Instructions to follow: This task calls for copying every line of the records that includes the word "throw".
(Beginning of Source material)
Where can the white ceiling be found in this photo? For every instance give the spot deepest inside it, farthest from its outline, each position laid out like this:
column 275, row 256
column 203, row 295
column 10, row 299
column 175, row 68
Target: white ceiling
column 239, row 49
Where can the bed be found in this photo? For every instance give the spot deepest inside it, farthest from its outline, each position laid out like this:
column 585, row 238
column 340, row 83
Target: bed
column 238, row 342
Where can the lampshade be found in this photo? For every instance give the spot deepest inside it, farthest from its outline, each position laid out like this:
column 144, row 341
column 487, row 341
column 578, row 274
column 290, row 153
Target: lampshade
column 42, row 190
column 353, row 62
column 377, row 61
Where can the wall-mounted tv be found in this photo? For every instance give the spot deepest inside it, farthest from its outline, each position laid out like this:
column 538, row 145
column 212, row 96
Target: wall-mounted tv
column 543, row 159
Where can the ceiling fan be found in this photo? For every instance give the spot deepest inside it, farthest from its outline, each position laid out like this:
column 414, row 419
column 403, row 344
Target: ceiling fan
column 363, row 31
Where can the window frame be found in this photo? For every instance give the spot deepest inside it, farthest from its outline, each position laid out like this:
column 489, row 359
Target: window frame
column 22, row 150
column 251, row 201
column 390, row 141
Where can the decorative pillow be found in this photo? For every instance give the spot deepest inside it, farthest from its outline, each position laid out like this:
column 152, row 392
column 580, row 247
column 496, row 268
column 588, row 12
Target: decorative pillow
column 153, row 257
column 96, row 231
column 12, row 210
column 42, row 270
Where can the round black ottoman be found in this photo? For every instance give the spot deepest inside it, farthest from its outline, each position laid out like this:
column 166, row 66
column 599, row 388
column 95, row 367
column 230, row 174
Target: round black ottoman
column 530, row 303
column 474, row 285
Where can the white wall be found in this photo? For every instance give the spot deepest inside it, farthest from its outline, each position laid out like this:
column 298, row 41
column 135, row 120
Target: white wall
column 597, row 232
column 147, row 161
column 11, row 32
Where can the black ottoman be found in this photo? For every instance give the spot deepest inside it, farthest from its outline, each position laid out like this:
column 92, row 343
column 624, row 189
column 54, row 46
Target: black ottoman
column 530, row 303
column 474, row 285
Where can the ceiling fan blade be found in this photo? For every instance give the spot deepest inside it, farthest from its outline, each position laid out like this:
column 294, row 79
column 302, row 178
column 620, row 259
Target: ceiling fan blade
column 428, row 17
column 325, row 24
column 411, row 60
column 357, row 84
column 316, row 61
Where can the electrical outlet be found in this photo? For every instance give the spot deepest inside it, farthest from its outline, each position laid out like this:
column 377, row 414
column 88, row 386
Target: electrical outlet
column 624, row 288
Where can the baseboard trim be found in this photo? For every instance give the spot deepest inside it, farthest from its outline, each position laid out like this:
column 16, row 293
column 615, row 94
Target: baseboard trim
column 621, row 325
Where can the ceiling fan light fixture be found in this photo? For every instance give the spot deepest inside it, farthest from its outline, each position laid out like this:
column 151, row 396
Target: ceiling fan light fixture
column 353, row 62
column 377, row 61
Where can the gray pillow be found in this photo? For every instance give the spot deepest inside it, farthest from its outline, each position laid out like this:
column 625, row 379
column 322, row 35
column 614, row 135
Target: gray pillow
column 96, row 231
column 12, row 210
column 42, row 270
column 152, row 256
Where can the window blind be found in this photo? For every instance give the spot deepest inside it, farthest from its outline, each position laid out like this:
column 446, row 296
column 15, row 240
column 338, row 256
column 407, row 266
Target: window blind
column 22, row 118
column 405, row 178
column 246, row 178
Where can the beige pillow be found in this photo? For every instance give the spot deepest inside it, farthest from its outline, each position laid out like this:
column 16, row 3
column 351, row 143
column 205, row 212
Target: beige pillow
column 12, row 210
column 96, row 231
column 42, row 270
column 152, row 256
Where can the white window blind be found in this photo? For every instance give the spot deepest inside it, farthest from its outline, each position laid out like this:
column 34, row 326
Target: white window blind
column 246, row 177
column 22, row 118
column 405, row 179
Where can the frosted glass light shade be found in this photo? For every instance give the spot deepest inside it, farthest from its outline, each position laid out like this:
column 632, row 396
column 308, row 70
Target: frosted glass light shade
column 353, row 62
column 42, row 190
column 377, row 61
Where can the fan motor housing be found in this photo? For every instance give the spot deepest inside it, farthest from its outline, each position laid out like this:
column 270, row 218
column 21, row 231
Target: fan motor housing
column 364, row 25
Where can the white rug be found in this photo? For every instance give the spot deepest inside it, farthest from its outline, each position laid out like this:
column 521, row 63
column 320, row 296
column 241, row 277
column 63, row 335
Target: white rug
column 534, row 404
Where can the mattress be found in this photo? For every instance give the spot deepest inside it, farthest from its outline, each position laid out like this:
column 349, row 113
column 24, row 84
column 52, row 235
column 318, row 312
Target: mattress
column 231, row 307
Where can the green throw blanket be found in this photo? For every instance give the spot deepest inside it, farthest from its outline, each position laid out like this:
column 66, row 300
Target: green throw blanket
(End of Source material)
Solution for this task:
Where can the green throw blanket be found in this photo? For every instance give the spot deepest inside it, farthest from its outline, each position laid out like this:
Target: green throw blanket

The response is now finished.